Goal of the exercise – Identify and copy out each line of the material below that contains the string "brick".

Task inputs –
+ + +
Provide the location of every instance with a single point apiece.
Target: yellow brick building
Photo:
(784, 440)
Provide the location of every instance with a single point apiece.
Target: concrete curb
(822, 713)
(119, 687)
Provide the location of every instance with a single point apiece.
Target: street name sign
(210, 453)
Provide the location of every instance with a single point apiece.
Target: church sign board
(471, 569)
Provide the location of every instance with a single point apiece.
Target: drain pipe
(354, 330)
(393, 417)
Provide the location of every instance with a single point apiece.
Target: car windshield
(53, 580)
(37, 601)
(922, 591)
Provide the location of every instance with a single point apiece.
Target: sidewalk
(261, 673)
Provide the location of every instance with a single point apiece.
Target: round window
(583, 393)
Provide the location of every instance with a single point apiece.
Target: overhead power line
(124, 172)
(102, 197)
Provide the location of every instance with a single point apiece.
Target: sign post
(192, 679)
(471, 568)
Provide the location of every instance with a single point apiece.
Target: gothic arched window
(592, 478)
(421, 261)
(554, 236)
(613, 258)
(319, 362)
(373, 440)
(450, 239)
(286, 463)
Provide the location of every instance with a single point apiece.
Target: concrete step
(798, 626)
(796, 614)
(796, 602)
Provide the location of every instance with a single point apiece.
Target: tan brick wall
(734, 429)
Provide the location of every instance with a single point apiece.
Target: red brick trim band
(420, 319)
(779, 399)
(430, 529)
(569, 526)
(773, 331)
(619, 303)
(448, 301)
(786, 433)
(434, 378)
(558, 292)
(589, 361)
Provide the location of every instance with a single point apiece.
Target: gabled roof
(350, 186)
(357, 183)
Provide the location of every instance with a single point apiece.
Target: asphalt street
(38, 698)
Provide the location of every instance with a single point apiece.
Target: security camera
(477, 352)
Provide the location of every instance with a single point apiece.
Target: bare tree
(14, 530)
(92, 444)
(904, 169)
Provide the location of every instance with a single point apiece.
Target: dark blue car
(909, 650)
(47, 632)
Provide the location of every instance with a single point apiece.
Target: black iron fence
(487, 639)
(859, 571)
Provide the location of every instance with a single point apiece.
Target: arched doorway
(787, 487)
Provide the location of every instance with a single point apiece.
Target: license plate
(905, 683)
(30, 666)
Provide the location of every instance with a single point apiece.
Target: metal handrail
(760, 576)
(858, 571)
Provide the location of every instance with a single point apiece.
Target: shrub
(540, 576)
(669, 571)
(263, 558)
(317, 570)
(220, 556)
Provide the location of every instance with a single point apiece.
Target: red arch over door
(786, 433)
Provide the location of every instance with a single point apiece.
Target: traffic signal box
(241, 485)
+ + +
Solution to this exercise –
Target: yellow brick building
Target: tan brick wall
Target: red brick trim band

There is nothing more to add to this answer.